:: EXERCISE AIM ::
Transcribe the entries below without changing a word, and omit every picture.

[Saved entries]
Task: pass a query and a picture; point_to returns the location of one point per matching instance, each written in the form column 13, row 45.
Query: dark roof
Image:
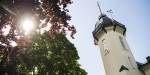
column 105, row 21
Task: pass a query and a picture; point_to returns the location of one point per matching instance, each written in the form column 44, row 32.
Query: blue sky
column 134, row 14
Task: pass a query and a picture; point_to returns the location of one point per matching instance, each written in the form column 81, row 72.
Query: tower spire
column 98, row 4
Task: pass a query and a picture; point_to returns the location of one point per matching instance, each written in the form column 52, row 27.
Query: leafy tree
column 41, row 51
column 55, row 56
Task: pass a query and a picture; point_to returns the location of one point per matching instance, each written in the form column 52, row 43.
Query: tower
column 110, row 36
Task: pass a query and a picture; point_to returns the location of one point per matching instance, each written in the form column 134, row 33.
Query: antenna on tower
column 98, row 4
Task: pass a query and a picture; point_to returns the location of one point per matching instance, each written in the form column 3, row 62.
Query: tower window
column 122, row 43
column 106, row 52
column 131, row 62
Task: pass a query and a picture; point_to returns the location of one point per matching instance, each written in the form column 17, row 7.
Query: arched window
column 105, row 47
column 122, row 42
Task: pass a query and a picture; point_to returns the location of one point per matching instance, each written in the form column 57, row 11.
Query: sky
column 134, row 14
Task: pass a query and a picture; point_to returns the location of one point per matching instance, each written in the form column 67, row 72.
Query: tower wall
column 116, row 53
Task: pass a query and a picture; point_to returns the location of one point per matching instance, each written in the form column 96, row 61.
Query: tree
column 56, row 56
column 44, row 12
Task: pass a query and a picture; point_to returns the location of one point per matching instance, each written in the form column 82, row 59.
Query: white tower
column 116, row 54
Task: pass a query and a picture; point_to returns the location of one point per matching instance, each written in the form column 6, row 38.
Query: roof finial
column 111, row 13
column 98, row 4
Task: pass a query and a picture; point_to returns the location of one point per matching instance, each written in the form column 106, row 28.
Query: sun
column 27, row 24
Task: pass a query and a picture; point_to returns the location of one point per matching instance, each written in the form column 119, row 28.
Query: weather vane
column 98, row 4
column 110, row 12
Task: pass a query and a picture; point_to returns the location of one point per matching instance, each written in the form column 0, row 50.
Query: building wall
column 114, row 55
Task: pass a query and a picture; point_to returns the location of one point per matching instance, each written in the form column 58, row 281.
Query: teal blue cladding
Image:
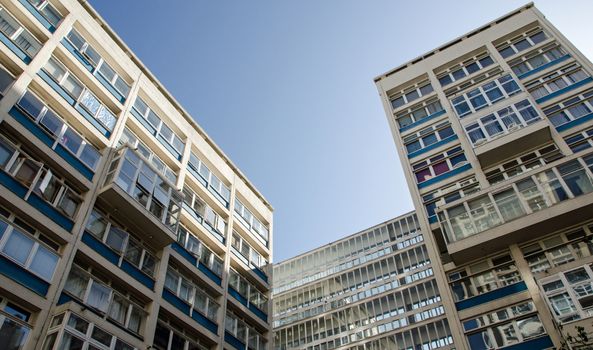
column 20, row 275
column 490, row 296
column 445, row 176
column 564, row 90
column 545, row 66
column 235, row 343
column 44, row 22
column 36, row 130
column 114, row 258
column 433, row 146
column 575, row 122
column 186, row 309
column 15, row 49
column 422, row 121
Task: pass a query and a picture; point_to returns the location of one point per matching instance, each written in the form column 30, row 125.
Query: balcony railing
column 153, row 196
column 528, row 195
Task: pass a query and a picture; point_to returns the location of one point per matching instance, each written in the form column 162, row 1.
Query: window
column 133, row 174
column 157, row 127
column 168, row 339
column 133, row 140
column 36, row 175
column 522, row 42
column 14, row 326
column 191, row 293
column 428, row 136
column 483, row 276
column 536, row 59
column 570, row 109
column 580, row 141
column 504, row 327
column 212, row 182
column 244, row 332
column 81, row 97
column 209, row 219
column 100, row 68
column 48, row 11
column 104, row 299
column 448, row 194
column 122, row 243
column 79, row 333
column 557, row 80
column 439, row 164
column 501, row 122
column 524, row 163
column 248, row 290
column 558, row 249
column 569, row 293
column 62, row 133
column 204, row 254
column 485, row 95
column 465, row 68
column 418, row 112
column 410, row 94
column 18, row 35
column 250, row 255
column 251, row 222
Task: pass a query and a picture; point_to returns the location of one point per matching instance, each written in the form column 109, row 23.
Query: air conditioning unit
column 480, row 142
column 460, row 164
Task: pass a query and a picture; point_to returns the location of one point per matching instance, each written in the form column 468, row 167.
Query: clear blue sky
column 286, row 89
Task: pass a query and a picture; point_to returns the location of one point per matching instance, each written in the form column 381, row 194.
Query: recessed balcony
column 138, row 195
column 532, row 205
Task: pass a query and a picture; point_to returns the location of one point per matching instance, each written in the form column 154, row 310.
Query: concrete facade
column 494, row 132
column 122, row 224
column 375, row 289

:: WRITTEN RESPONSE ::
Task: pass a query and a picture; point_to returns the location of one point per matching instance, each written in the form column 13, row 45.
Query: dark roof
Image:
column 105, row 21
Task: pass a query and a picture; point_to returns the location of one point per matching instance, each written in the form column 44, row 32.
Query: blue sky
column 134, row 14
Task: pass a query and a picture; point_to returns the location of one point per matching instance, each written in the form column 81, row 72.
Query: tower spire
column 98, row 4
Task: pass a query and a picture; point_to returns the location of one point per matching instance, each written in the form column 52, row 27.
Query: leafy tree
column 41, row 51
column 55, row 56
Task: pass a query and a picture; point_to returns the location of one point per matching instance, each written in the form column 52, row 43.
Query: tower
column 110, row 36
Task: pass a query and a picture; point_to returns the location of one point per matching instance, each written in the form column 134, row 33.
Query: antenna on tower
column 98, row 4
Task: pass a query and a picture; point_to returns the location of one point per matching instance, each written in the form column 3, row 62.
Query: tower window
column 122, row 43
column 106, row 52
column 131, row 62
Task: pass a query and a picture; point_to returns the location of one point per matching instance, each written in the form column 17, row 7.
Query: arched window
column 105, row 47
column 122, row 42
Task: pass a query and a picture; point_to returns the location of one point per matching instance, each written in the form column 57, row 11.
Query: sky
column 134, row 14
Task: pass a query and a picture; point_to returns the location of one point per matching instance, each written in the form column 67, row 72.
Query: tower wall
column 116, row 53
Task: pass a query and a picture; point_to returns the location of one point per matching instance, each written in the form column 96, row 61.
Query: tree
column 56, row 56
column 44, row 12
Task: pass a query and a picture; point_to returns the location of one point per matching instance, each written in the form column 82, row 59.
Query: white tower
column 116, row 54
Task: pass a query and a picture; point_to returns the location of one point per matching instance, each written in the form column 6, row 38.
Query: roof finial
column 111, row 13
column 98, row 4
Task: pass a query and a picture; point_to returns the location of one point per matching instance, each written in the form column 106, row 28.
Query: sun
column 27, row 24
Task: pass a query and a picture; point_to returns the location of one point per matching instance, each written in the form column 119, row 28.
Query: weather vane
column 98, row 4
column 110, row 12
Task: pass a query and a picture; point_to returns the location of one point per matching instance, each written in the form column 0, row 50.
Query: building wall
column 114, row 55
Task: pass a query and a picture; point_to returns the location of one point per matching instance, each written in the form column 58, row 281.
Query: teal blue cladding
Image:
column 20, row 275
column 490, row 296
column 445, row 176
column 564, row 90
column 545, row 66
column 235, row 343
column 44, row 22
column 36, row 130
column 114, row 258
column 433, row 146
column 575, row 122
column 186, row 309
column 15, row 49
column 422, row 121
Task: pass a query and a picture; point_to returns the location of one point per matching instance, each written in the form column 30, row 125.
Query: balcony railing
column 153, row 196
column 528, row 195
Task: pass a query and a picture; point_to returns the location of one point per matching instance, each written in the form column 162, row 1.
Query: window
column 133, row 174
column 157, row 127
column 168, row 339
column 133, row 140
column 36, row 175
column 522, row 42
column 14, row 326
column 191, row 293
column 428, row 136
column 483, row 276
column 536, row 59
column 570, row 109
column 580, row 141
column 504, row 327
column 212, row 182
column 244, row 332
column 81, row 97
column 209, row 219
column 100, row 68
column 48, row 11
column 104, row 299
column 448, row 194
column 122, row 243
column 79, row 333
column 557, row 80
column 439, row 164
column 501, row 122
column 524, row 163
column 248, row 290
column 558, row 249
column 569, row 293
column 62, row 133
column 204, row 254
column 485, row 95
column 465, row 68
column 418, row 112
column 410, row 94
column 18, row 35
column 250, row 255
column 251, row 222
Task: pass a query and a picture; point_to returns the location of one point per matching instance, each written in the form column 109, row 23.
Query: air conditioning unit
column 480, row 142
column 460, row 164
Task: pass a query and a picture; point_to returns the location of one point per matching instance, each written in the form column 468, row 167.
Query: clear blue sky
column 286, row 89
Task: pass a query and a picture; point_to returns the location of one point per matching instance, each written in the form column 381, row 194.
Query: recessed balcony
column 138, row 195
column 532, row 205
Task: pass a query and a picture; point_to returns the location of one point per matching instance, each written in the form column 154, row 310.
Query: concrete facade
column 494, row 132
column 122, row 224
column 375, row 289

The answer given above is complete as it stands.